§ TEKSTFRAGMENT:
+===+

CBS
CBS: Koopbereidheid bijna terug op niveau vóór aanslagen VS
In oktober is de koopbereidheid van Nederlandse consumenten verbeterd
in vergelijking met de periode net na de terreuraanslagen in de
Verenigde Staten op 11 september. De koopbereidheid is weer bijna
terug op het niveau van september vóór de aanslagen, zeker als
rekening wordt gehouden met seizoeninvloeden. Mede hierdoor heeft het
consumentenvertrouwen in Nederland zich in oktober enigszins hersteld
van de schok van de aanslagen. Dit blijkt uit het Consumenten
Conjunctuur Onderzoek van het CBS.
Koopbereidheid verbeterd
In oktober is de koopbereidheid verbeterd in vergelijking met de
cijfers direct na de aanslagen. Ongeveer anderhalve week na de
aanslagen bleek sprake van een daling met acht punten, sindsdien is
dit onderdeel van het consumentenvertrouwen weer met zes punten
gestegen. De koopbereidheid is hiermee bijna terug op het niveau van
september vóór de aanslagen, zeker als rekening wordt gehouden met
seizoeninvloeden. De verbetering hangt vooral samen met een positiever
oordeel van huishoudens over hun eigen toekomstige financiële positie.
Wel blijven consumenten iets minder optimistisch over hun financiën
dan vóór de aanslagen.
Het andere onderdeel van de koopbereidheid, de bereidheid voor het
doen van grote aankopen, was na de aanslagen vrijwel onaangetast. In
oktober is hier een daling te zien, maar dat is gebruikelijk in deze
tijd van het jaar. Na correctie voor seizoeninvloeden is de bereidheid
om grote uitgaven te doen even groot als in september.

+===+

[Invoer voor regio-annotatie]
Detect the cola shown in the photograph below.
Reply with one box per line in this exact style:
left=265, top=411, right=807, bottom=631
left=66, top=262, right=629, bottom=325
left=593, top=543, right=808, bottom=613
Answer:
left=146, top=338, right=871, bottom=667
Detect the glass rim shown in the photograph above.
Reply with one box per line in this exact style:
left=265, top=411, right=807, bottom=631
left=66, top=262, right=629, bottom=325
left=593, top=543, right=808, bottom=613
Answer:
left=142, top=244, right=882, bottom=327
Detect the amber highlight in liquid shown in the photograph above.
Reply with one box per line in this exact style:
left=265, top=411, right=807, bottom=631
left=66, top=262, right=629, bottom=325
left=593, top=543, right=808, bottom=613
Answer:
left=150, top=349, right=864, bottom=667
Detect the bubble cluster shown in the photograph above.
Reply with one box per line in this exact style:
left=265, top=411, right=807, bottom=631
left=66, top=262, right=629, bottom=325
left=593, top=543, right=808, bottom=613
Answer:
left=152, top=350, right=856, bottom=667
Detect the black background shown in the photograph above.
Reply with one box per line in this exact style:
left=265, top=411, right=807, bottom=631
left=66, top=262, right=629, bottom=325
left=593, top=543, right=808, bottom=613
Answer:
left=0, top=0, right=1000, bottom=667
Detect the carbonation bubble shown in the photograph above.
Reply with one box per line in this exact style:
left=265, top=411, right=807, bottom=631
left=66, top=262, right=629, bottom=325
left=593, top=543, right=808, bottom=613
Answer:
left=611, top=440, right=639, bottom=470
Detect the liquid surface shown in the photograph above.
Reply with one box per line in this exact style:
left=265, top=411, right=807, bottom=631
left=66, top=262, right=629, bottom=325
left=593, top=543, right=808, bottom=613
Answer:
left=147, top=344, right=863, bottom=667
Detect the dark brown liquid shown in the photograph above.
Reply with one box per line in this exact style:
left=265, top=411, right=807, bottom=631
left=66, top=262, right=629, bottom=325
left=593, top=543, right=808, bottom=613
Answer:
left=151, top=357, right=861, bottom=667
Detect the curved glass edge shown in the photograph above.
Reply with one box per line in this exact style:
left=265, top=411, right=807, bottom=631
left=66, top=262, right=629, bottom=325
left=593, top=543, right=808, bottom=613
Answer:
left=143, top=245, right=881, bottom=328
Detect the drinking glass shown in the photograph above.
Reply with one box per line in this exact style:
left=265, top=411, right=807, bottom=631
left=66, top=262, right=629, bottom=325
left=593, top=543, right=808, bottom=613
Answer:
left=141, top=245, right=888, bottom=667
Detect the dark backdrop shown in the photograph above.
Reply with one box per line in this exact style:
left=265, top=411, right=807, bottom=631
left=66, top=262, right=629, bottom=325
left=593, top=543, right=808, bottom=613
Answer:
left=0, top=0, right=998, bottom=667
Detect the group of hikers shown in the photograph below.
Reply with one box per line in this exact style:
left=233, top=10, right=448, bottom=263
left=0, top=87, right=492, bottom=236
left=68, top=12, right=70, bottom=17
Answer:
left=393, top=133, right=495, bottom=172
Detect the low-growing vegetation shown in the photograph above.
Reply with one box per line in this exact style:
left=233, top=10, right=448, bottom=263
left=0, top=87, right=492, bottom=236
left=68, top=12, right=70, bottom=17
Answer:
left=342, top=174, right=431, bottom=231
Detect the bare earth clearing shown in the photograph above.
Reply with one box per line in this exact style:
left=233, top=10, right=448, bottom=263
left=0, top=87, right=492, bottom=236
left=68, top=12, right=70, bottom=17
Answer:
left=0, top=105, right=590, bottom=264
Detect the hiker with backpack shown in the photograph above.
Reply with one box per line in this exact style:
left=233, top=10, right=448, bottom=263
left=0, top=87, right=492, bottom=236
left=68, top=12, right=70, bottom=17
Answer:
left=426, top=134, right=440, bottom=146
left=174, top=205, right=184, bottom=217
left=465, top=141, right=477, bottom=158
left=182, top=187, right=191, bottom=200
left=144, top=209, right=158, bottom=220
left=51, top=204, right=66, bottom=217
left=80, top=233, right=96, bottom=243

+===+

§ TE DOEN:
1. Geef het deel van de tekst over de koopbereidheid tussen "Wel blijven consumenten" en "als in september.", beide inbegrepen, opnieuw, en vervang daarin "grote aankopen" door "omvangrijke aankopen".
2. Beantwoord de volgende vragen aan de hand van de tekst over de koopbereidheid.
(a) Uit welk onderzoek van het CBS blijken de resultaten?
(b) Met hoeveel punten was de koopbereidheid ongeveer anderhalve week na de aanslagen gedaald?
(c) Hoe stond het na de aanslagen met de bereidheid voor het doen van grote aankopen?

§ ANTWOORDEN:
1.
Wel blijven consumenten iets minder optimistisch over hun financiën
dan vóór de aanslagen.
Het andere onderdeel van de koopbereidheid, de bereidheid voor het
doen van omvangrijke aankopen, was na de aanslagen vrijwel onaangetast. In
oktober is hier een daling te zien, maar dat is gebruikelijk in deze
tijd van het jaar. Na correctie voor seizoeninvloeden is de bereidheid
om grote uitgaven te doen even groot als in september.

2.
(a) Uit het Consumenten Conjunctuur Onderzoek.
(b) Met acht punten.
(c) Die was vrijwel onaangetast.